## The task:
Would you copy all lines in the data that contain the word "blue"?

[Data items]
Segment Open
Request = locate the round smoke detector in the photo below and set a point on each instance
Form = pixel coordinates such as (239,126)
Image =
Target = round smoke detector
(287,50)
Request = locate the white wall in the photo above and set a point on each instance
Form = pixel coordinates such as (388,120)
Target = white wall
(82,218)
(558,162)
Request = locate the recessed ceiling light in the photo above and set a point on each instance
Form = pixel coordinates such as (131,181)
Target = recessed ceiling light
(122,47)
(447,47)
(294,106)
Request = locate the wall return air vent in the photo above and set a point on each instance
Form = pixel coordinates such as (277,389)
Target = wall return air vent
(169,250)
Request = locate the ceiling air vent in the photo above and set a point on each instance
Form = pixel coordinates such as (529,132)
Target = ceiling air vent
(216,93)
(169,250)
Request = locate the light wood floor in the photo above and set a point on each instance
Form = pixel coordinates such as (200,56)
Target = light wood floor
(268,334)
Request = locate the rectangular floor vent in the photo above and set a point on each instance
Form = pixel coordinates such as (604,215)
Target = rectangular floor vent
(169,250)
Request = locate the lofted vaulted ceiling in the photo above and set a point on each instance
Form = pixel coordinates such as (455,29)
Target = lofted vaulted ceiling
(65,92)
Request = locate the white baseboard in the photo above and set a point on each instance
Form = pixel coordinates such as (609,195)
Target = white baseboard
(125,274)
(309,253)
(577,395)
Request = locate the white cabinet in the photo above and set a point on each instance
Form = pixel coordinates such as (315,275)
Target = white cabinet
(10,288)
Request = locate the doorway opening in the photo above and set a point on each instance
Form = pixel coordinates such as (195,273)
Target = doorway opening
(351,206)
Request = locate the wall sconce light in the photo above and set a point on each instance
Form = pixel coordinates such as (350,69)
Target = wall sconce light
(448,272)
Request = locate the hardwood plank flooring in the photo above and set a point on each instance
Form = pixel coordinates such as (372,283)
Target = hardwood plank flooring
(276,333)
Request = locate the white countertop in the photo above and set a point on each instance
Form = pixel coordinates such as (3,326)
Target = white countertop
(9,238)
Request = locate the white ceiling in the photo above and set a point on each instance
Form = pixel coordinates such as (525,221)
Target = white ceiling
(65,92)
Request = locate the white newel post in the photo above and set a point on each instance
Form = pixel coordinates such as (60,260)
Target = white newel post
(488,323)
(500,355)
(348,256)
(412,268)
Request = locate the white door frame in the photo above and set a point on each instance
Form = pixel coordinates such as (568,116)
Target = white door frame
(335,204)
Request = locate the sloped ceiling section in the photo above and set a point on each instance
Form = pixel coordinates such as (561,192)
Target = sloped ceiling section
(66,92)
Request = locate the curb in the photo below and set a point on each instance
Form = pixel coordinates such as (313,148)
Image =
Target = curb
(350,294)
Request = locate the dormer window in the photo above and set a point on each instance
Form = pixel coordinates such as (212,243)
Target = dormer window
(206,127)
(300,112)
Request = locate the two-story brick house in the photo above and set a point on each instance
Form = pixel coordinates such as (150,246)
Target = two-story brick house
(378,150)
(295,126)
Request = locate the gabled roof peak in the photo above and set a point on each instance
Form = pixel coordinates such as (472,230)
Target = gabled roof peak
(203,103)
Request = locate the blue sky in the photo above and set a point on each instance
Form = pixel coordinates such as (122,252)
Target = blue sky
Segment Closed
## Exercise response:
Request = locate the blue sky in the photo above and set a point on each instance
Target = blue sky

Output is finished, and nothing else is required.